▸ GIVEN PROBLEM: Go through the data below and copy it exactly, skipping every picture.

▸ INPUT:
* * *
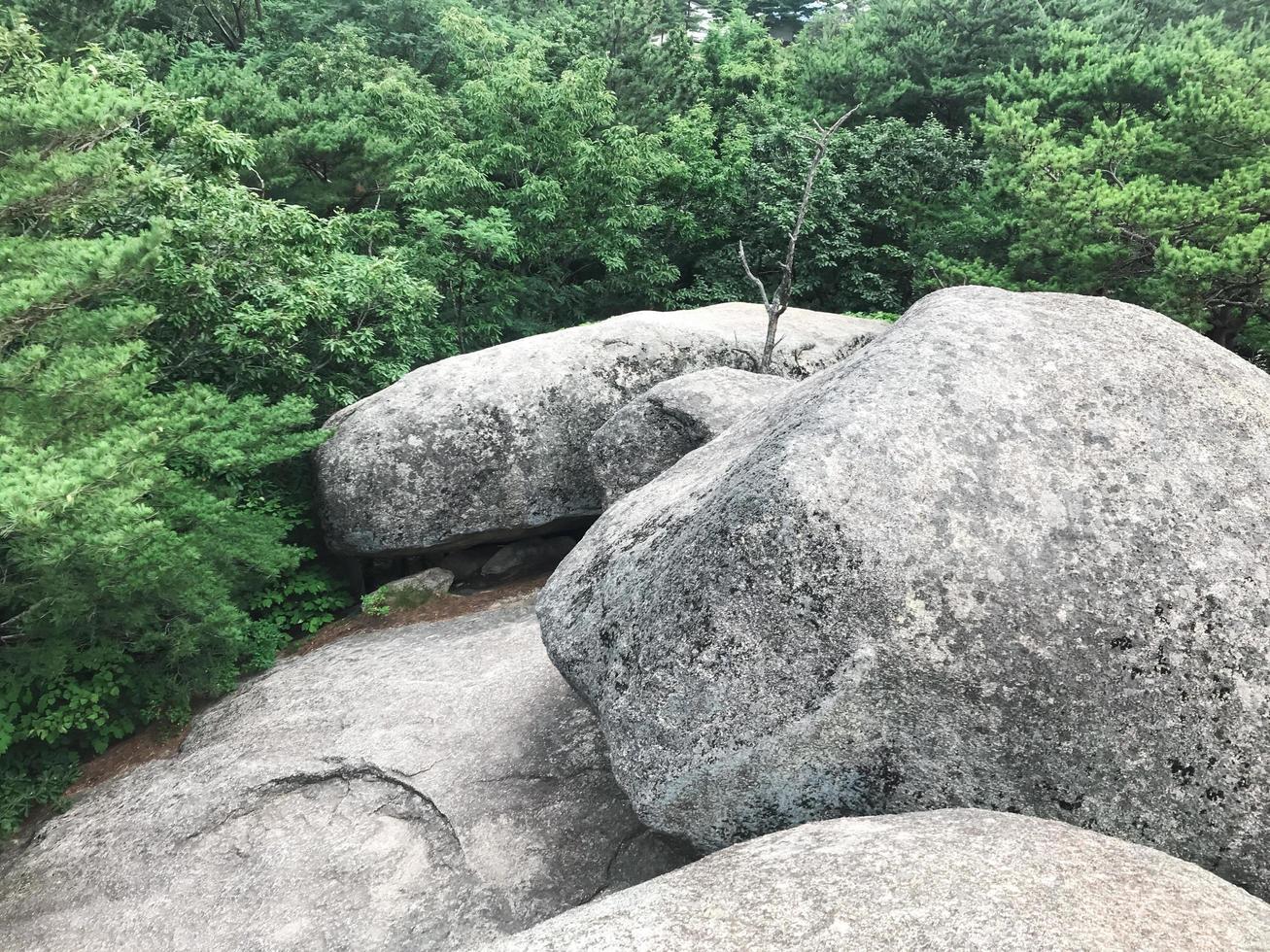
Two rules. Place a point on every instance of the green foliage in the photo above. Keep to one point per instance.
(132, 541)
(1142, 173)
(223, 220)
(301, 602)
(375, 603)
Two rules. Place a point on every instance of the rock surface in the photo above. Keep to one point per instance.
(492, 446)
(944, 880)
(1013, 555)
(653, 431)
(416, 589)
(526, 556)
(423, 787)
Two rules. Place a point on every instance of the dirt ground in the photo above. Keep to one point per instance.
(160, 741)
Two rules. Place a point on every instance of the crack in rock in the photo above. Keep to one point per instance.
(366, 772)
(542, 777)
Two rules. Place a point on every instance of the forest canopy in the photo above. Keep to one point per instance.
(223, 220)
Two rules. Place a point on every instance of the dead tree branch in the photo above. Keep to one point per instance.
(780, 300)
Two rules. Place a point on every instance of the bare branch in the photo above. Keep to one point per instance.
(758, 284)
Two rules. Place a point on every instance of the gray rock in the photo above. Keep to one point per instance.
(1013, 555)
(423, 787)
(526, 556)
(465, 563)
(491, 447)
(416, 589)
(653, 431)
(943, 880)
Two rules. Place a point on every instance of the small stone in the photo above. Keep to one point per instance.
* * *
▸ SOLUTION TO THIS PROBLEM:
Two rules. Place a point on every instance of the green foliage in the photo above. Keep to one point per instance.
(132, 541)
(1142, 173)
(223, 220)
(301, 602)
(375, 603)
Two rules. Place a point on every instance of the rock surface in the photo above. Keep to one point per instance.
(492, 446)
(944, 880)
(1013, 555)
(653, 431)
(416, 589)
(526, 556)
(423, 787)
Two rules. Place a point on every instance of the dirt ground in the photo above. Keep to one point per instance.
(160, 741)
Two rules. Place a point on every instance of the crack in rock in the photo above. Keep to one point per instance.
(366, 772)
(542, 777)
Two rules. Place a point on every instance of the forest canopy in the photo above. Keep to one point per instance.
(223, 220)
Two rules. Place a point on every instance of the dead tree branch in the photo above. Keep to one point per instance.
(780, 300)
Two rules. Place a point on every instance of the bare branch in the photo above. Keep to one point per instance.
(758, 284)
Two rules. Place a point on every instance of the gray rock in the photo above. Keep to one point per instance.
(1013, 555)
(423, 787)
(526, 556)
(465, 563)
(491, 447)
(416, 589)
(653, 431)
(943, 880)
Two rules. Place a point on every instance of the small stone in the photo above. Keep to one point per instance.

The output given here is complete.